--- SELECTED PASSAGE Enclosed Below ---

BOISE, Idaho (AP) — An Idaho death row inmate with terminal cancer and heart disease is asking the state to let him die naturally rather than kill him by lethal injection next month.

Gerald Ross Pizzuto Jr. is scheduled for execution on June 2 for the 1985 beating deaths of Berta Herndon, 58, and her nephew Del Herndon, 37, at a remote Idaho County cabin. His attorneys announced Tuesday that they filed a clemency petition on his behalf to the Idaho Pardons & Parole Commission.

Pizzuto has terminal bladder cancer, diabetes and heart disease and is confined to a wheelchair. He's been on hospice care since 2019, when doctors said he likely wouldn't survive for another year.

Throughout his childhood, Pizzuto was tortured, raped and severely beaten by his stepfather and sometimes by his stepfather's friends, according to his clemency petition. His stepfather beat Pizzuto with a whip, cattle prod, horse crop and even a 2 x 4 piece of lumber, and sometimes Pizzuto and his siblings would be forced to sleep in a dog house and eat dog food. He sustained repeated brain injuries and had trouble communicating, keeping himself clean and relating to other kids, his attorneys said.

“Mr. Pizzuto never had a chance in life. He was tortured in unimaginable ways throughout his childhood,” his attorneys in the capital habeas unit of the Federal Defender Services of Idaho wrote in the clemency petition. “Merciless beatings and savage rapes battered and scarred that little boy.

The 65-year-old has spent 34 years in an isolated cell on death row, his attorneys noted.

“The ravages of terminal cancer and heart disease punish him more every day, binding him to a wheelchair, a prisoner of his own failing body," the attorneys wrote. “While it is too late to save that little boy, it is not too late to show Jerry Pizzuto mercy.”

Pizzuto is one of eight people on Idaho’s death row.

Prosecutors said Pizzuto, armed with a .22 caliber rifle, tied the victims’ wrists behind their backs and bound their legs to steal their money. He bludgeoned them both.

Idaho has executed three people since capital punishment was resumed nationwide in 1976.

Keith Eugene Wells was executed in 1994, Paul Ezra Rhodes was executed in 2011 and Richard Albert Leavitt was executed in 2012.

--- End of Enclosed SELECTED PASSAGE ---
--- RECORD EXCERPTS Enclosed Below ---

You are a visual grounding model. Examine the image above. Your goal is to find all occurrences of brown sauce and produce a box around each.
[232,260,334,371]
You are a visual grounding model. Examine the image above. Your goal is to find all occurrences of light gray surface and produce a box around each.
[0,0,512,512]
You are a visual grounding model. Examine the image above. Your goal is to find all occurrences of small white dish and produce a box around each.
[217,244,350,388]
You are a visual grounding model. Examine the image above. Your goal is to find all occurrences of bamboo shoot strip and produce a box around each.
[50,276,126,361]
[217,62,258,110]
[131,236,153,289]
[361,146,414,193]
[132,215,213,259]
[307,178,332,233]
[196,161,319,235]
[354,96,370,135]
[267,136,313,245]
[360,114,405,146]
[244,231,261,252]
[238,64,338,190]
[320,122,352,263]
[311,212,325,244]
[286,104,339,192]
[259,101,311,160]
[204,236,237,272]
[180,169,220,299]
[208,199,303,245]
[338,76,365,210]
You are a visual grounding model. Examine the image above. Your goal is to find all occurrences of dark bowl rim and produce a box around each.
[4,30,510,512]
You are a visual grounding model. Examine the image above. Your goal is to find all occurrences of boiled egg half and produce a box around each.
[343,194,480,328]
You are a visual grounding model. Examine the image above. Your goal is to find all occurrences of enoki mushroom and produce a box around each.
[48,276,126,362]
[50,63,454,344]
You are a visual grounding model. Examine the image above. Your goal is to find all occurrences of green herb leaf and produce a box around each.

--- End of Enclosed RECORD EXCERPTS ---
--- RECORD EXCERPTS Enclosed Below ---

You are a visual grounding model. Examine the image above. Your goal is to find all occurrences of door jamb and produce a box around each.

--- End of Enclosed RECORD EXCERPTS ---
--- RECORD EXCERPTS Enclosed Below ---

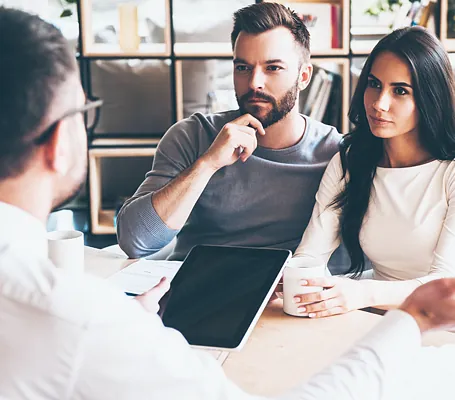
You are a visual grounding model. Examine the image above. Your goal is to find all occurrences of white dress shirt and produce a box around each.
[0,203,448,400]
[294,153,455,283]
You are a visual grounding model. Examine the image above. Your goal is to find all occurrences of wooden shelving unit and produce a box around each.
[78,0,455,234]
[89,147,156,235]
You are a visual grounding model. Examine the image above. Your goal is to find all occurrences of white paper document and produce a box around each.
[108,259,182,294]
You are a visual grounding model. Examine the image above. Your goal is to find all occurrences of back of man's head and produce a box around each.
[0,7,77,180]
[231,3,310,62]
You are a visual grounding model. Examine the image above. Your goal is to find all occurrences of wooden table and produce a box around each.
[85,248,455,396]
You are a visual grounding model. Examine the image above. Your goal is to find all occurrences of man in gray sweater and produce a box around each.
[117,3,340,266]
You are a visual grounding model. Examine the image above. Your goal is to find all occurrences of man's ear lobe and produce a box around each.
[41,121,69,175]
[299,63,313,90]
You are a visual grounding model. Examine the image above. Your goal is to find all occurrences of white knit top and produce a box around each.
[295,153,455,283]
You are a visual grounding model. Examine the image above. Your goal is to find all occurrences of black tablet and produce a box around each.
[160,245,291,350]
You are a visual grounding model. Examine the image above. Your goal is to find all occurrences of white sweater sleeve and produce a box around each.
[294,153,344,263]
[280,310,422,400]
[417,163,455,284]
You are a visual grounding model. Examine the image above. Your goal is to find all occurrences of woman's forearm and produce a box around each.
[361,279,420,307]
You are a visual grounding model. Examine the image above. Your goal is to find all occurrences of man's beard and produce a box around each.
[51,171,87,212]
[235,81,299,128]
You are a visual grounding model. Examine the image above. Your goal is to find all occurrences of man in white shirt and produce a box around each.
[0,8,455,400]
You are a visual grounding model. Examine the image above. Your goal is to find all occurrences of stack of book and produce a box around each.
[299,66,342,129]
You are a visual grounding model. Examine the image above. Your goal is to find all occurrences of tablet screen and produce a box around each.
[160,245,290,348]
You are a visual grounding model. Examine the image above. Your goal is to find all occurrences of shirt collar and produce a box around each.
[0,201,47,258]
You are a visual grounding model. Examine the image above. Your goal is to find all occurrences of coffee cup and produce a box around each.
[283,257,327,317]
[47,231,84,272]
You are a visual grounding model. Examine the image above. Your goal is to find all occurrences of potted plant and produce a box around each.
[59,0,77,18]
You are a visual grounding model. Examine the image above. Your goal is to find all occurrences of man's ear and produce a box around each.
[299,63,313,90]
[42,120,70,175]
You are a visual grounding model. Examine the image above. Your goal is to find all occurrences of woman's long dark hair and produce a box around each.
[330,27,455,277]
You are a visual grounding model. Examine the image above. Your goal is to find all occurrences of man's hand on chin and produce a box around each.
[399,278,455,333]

--- End of Enclosed RECORD EXCERPTS ---

* TASK PROMPT
Reproduce word for word the part of the article on Gerald Pizzuto's clemency petition from "Gerald Ross Pizzuto" to "for another year.". The data plays no part in what comes next.

* WRITTEN REPLY
Gerald Ross Pizzuto Jr. is scheduled for execution on June 2 for the 1985 beating deaths of Berta Herndon, 58, and her nephew Del Herndon, 37, at a remote Idaho County cabin. His attorneys announced Tuesday that they filed a clemency petition on his behalf to the Idaho Pardons & Parole Commission.

Pizzuto has terminal bladder cancer, diabetes and heart disease and is confined to a wheelchair. He's been on hospice care since 2019, when doctors said he likely wouldn't survive for another year.